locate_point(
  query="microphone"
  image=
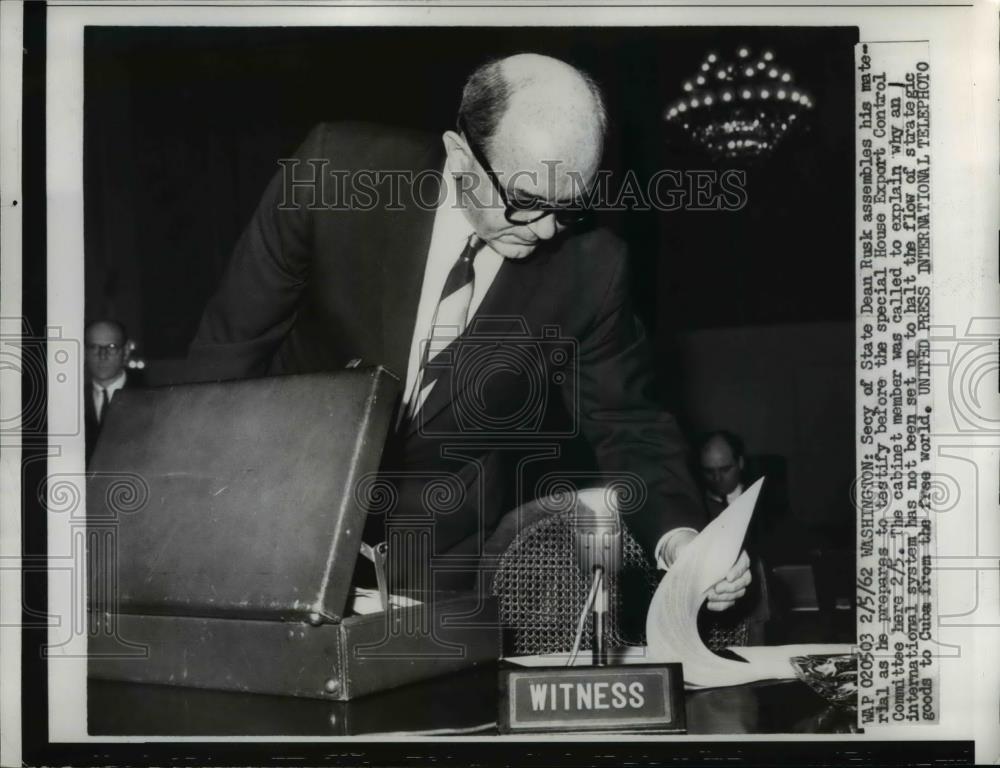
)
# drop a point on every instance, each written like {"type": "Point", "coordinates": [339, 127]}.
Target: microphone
{"type": "Point", "coordinates": [598, 548]}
--- --- ---
§ **Task prompt**
Each record has to be set down verbatim, and the pictures must not appear in the copy.

§ **Exercise result**
locate_point(
  query="microphone"
  image=
)
# drop a point on every instance, each written like {"type": "Point", "coordinates": [339, 127]}.
Target: microphone
{"type": "Point", "coordinates": [598, 548]}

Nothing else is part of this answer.